Using the barley bowl recipe below, answer these questions:
(a) How long is the cook time for the barley?
(b) How many people does the recipe serve?
(c) Which kinds of cucumber does the recipe prefer?

(Document passage)

Tomato, Cucumber, and Feta Barley Bowl
This vibrant Mediterranean grain bowl combines the chewy texture of pearl barley with crisp cucumber, juicy tomatoes, creamy feta, and fresh herbs. Tossed in a zesty lemon-olive oil dressing, it’s light yet satisfying — perfect as a wholesome lunch, a picnic dish, or a colorful dinner side. Packed with fiber, vitamins, and healthy fats, this bowl keeps you full and energized without feeling heavy.
Time
Prep time: 15 minutes
Cook time: 25 minutes (for barley)
Total time: 40 minutes
Serves: 4
Ingredients
For the Barley Bowl:
1 cup pearl barley, rinsed
2 ½ cups water or low-sodium vegetable broth
1 cup cherry tomatoes, halved
1 cup cucumber, diced (Persian or English cucumber preferred)
½ cup crumbled feta cheese (vegan feta for dairy-free)

(End Document passage)
(Data for review)

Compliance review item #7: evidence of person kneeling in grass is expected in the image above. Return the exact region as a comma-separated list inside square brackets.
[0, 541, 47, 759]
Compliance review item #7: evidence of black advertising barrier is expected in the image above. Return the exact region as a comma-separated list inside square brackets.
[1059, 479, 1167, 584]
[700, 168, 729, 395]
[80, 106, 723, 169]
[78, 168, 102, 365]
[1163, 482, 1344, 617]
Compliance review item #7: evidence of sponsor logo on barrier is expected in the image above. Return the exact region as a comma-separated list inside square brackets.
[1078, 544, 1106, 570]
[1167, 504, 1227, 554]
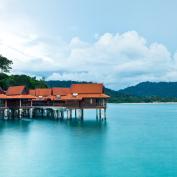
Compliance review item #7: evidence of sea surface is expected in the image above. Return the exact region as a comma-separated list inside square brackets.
[0, 104, 177, 177]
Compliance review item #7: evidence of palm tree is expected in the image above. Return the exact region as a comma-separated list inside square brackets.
[0, 55, 13, 73]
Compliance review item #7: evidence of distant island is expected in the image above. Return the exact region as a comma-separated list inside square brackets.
[0, 73, 177, 103]
[0, 55, 177, 103]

(End Data for review)

**Reply:**
(a) 25 minutes
(b) 4
(c) Persian or English cucumber